_What is needed:_ Only the lines with "below" in them need to be copied from the listing.

_Provided information:_
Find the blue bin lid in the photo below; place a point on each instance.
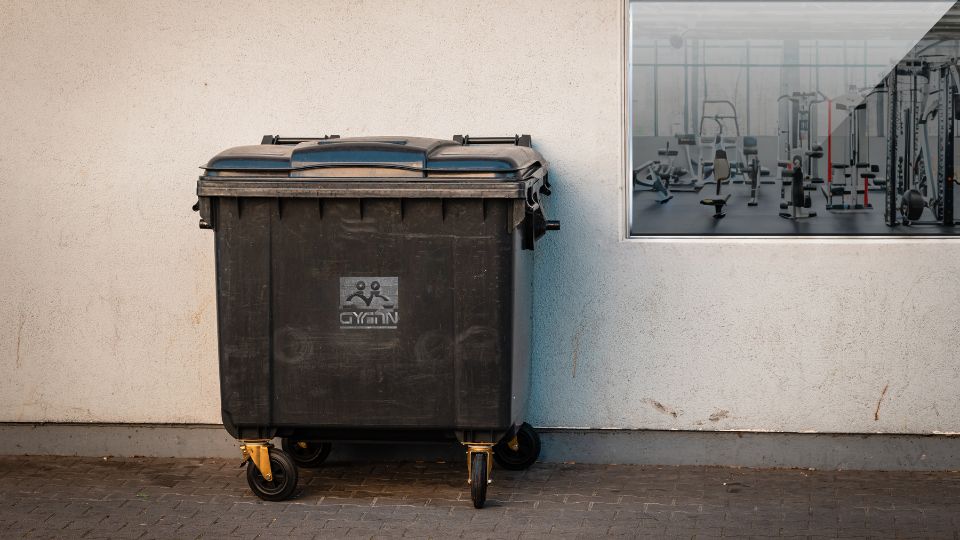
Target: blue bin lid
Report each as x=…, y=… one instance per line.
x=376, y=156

--

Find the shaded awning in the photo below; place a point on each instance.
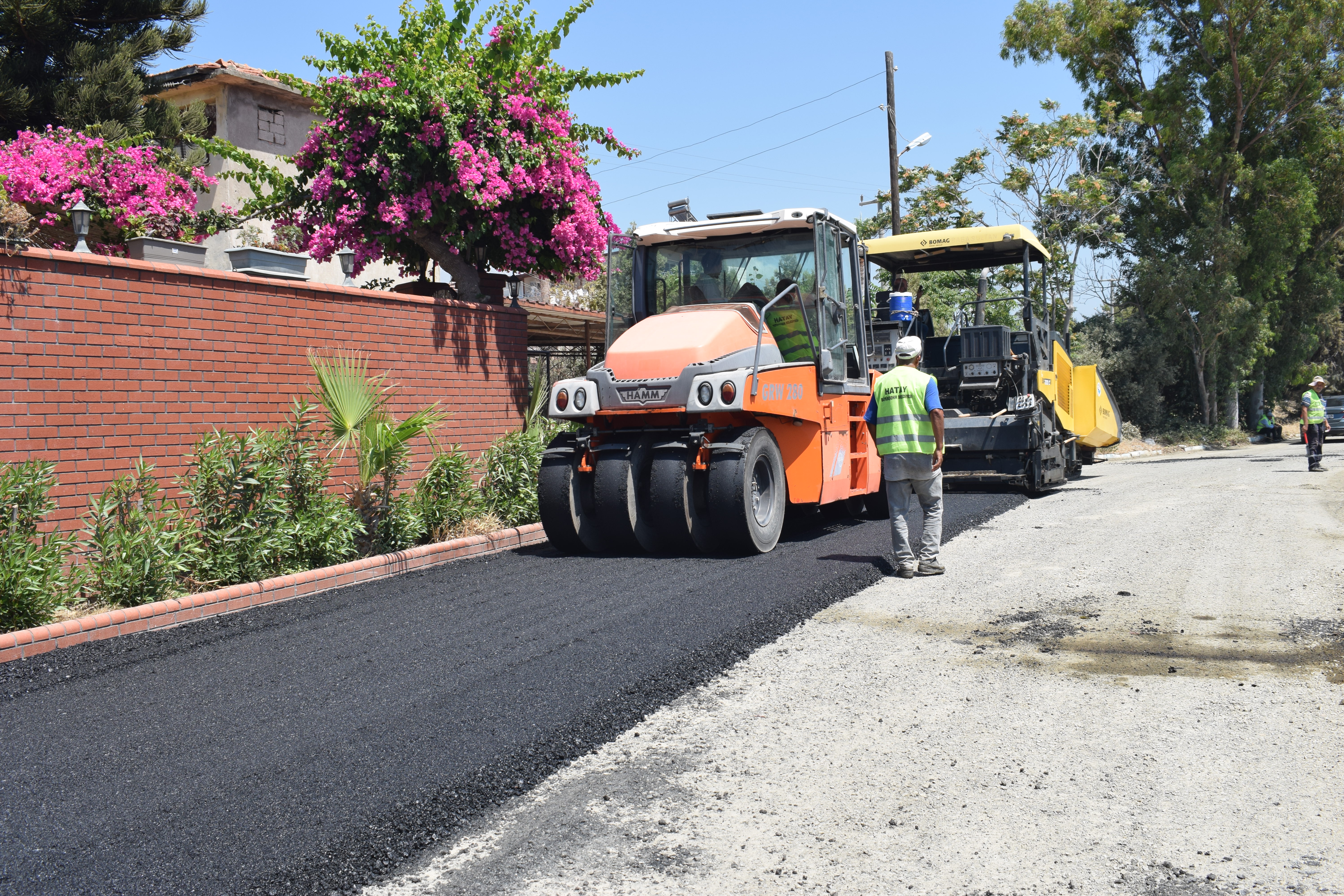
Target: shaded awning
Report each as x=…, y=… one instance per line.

_Exercise output:_
Find the blue bin lid in the photo below; place a point on each instance.
Find the shaded awning in the photo below; place a point on each instance.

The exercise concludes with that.